Thursday, July 31st, 2008 | All Things, Music

Throughout the years, I end up at my share of evening musical performances, but for sheer value and variety, it’s difficult to beat the free weekday afternoon recitals. The Financial District, especially, is full of options: Trinity Church’s Concerts at One and the Juilliard Artists at 180 Maiden Lane are just a couple of the more popular options. And in my own office building, the Woodhill Players perform lunch hour concerts in the historic lobby Tuesdays and Thursday during the summer.

The World Financial Center hosts a series of noontime concerts as part of the River to River Festival and this afternoon’s featured act was The Persuasions, the self-proclaimed “deans of streetcorner singing.” The weekend before, the a cappella group performed here as part of “The Big River Project: The Music of Johnny Cash” — a week-long celebration of The Man in Black’s music. (Where was Cash impersonator extraordinaire Vince Mira?)

The quintet began as boys singing on the streets of Bed-Stuy in 1962. They were discovered after sending a demo tape to Frank Zappa in 1968, who signed them to his Bizarre Records label. Later, the group recorded a tribute album to Zappa’s music, and went on to cover other such varied acts as The Grateful Dead, The Beatles and U2.

The blazing summer sun drove us inside the climate-controlled Winter Garden, from which we caught snippets of The Persuasion’s classic doo-wop, R&B and pop music repertoire as it came in from the Plaza. I recognized “Come Go With Me” and “Lean on Me”. At one point, SYB asked, “Isn’t that ‘Under the Boardwalk’?”

Through the glass, it all sounded a little like “Under the Boardwalk“.

Supplied material
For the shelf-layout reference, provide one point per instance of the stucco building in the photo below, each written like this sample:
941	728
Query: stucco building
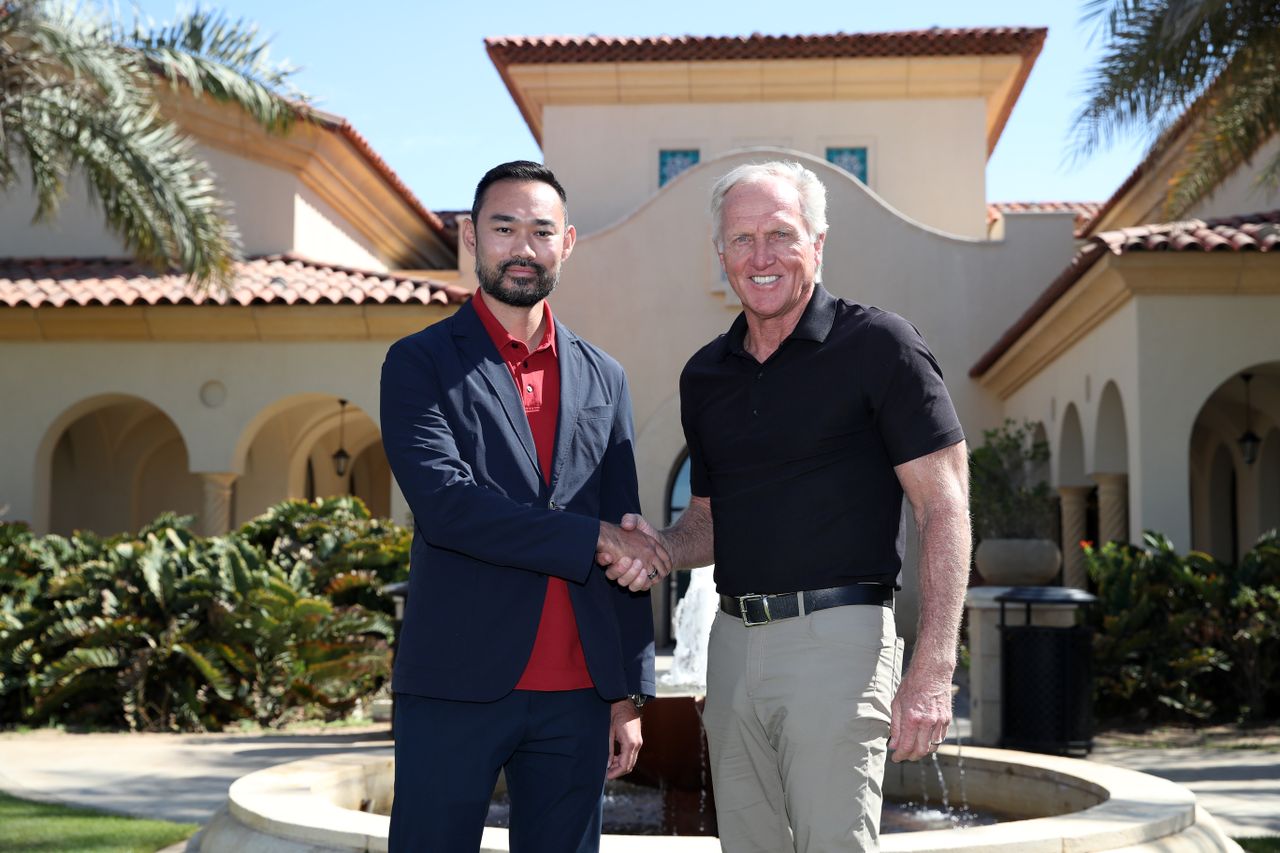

Goals
[1] Rewrite the paragraph of the concert blog post beginning "The quintet began as boys" as a short bulleted list that keeps its main facts.
[2] In the concert blog post, who signed The Persuasions to a record label after receiving their demo tape?
[3] Reproduce word for word the part of the concert blog post that opens with the words containing "The World Financial" and closes with "extraordinaire Vince Mira?)".
Rely only on the concert blog post, not on the data.

Per-task answers
[1]
- The quintet began as boys singing on the streets of Bed-Stuy in 1962.
- They were discovered in 1968 after sending a demo tape to Frank Zappa, who signed them to his Bizarre Records label.
- They later recorded a tribute album to Zappa's music.
- They also covered acts as varied as The Grateful Dead, The Beatles and U2.

[2] Frank Zappa signed them to his Bizarre Records label.

[3]
The World Financial Center hosts a series of noontime concerts as part of the River to River Festival and this afternoon’s featured act was The Persuasions, the self-proclaimed “deans of streetcorner singing.” The weekend before, the a cappella group performed here as part of “The Big River Project: The Music of Johnny Cash” — a week-long celebration of The Man in Black’s music. (Where was Cash impersonator extraordinaire Vince Mira?)